• _CONSIGNES_
[a] Répondez à ces questions sur l'extrait « La frontale » :
(i) À quelle date l'extrait a-t-il été publié ?
(ii) Sur quoi ajustait-il sa frontale dès que la nuit tombait ?
(iii) Comment la hauteur des plafonds de la maison est-elle qualifiée ?
[b] Montrez chaque ligne des enregistrements qui contient la chaîne "water", en tenant compte de la casse.

• _EXTRAIT DU DOCUMENT_
Magazine

Max | La frontale

Publié le 30 décembre 2010 par Aragon

frontale.jpgDès que la nuit tombait il ajustait sa frontale sur son bonnet de laine et ne la quittait plus jusqu'au matin, même au pieu il la gardait, c'est du moins ce qu'il me disait, car, il avait souvent besoin "d'y voir la nuit", il lui arrivait aussi de lire au lit avec cet instrument, il y avait bien sûr l'électricité dans la maison qui n'était qu'un vaste dédale approximatif de pièces foutraques et souvent vides aux plafonds d'une hauteur impressionnante, baraque bizarre dont les encorbellements multiples lui donnaient une allure de manoir mystérieux...

• _DONNÉES FOURNIES_
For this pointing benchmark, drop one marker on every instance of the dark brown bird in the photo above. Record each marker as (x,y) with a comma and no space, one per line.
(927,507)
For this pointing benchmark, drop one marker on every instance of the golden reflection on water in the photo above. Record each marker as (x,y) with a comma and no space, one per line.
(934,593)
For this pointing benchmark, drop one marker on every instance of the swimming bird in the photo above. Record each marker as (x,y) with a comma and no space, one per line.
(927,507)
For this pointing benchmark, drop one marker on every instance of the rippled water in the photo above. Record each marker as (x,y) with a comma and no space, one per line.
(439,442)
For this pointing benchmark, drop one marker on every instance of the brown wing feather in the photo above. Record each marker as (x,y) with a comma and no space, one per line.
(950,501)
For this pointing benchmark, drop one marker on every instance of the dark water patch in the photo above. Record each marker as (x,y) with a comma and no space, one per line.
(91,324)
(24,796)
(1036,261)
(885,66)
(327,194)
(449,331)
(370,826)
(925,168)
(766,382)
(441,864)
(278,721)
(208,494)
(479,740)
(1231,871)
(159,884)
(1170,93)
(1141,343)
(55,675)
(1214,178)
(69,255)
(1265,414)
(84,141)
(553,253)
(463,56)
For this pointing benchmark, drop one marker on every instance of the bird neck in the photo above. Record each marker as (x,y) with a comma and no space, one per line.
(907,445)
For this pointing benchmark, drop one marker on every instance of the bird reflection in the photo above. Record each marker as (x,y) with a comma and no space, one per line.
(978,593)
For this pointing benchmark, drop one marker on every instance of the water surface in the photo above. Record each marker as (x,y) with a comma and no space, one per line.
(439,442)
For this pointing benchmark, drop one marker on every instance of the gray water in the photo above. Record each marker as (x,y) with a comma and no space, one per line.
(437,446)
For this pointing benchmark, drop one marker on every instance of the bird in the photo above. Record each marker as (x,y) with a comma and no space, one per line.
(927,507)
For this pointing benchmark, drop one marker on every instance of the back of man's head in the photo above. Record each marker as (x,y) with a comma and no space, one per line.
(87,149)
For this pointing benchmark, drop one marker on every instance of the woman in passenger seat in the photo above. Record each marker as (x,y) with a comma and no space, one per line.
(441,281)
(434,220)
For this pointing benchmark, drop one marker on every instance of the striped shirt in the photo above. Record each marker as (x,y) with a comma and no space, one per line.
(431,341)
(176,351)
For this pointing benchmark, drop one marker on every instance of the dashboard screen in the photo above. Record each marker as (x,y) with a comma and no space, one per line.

• _RÉPONSES PAR CONSIGNE_
[a]
(i) Le 30 décembre 2010.
(ii) Sur son bonnet de laine.
(iii) Elle est qualifiée d'impressionnante.

[b]
For this pointing benchmark, drop one marker on every instance of the golden reflection on water in the photo above. Record each marker as (x,y) with a comma and no space, one per line.
For this pointing benchmark, drop one marker on every instance of the rippled water in the photo above. Record each marker as (x,y) with a comma and no space, one per line.
For this pointing benchmark, drop one marker on every instance of the dark water patch in the photo above. Record each marker as (x,y) with a comma and no space, one per line.
For this pointing benchmark, drop one marker on every instance of the water surface in the photo above. Record each marker as (x,y) with a comma and no space, one per line.
For this pointing benchmark, drop one marker on every instance of the gray water in the photo above. Record each marker as (x,y) with a comma and no space, one per line.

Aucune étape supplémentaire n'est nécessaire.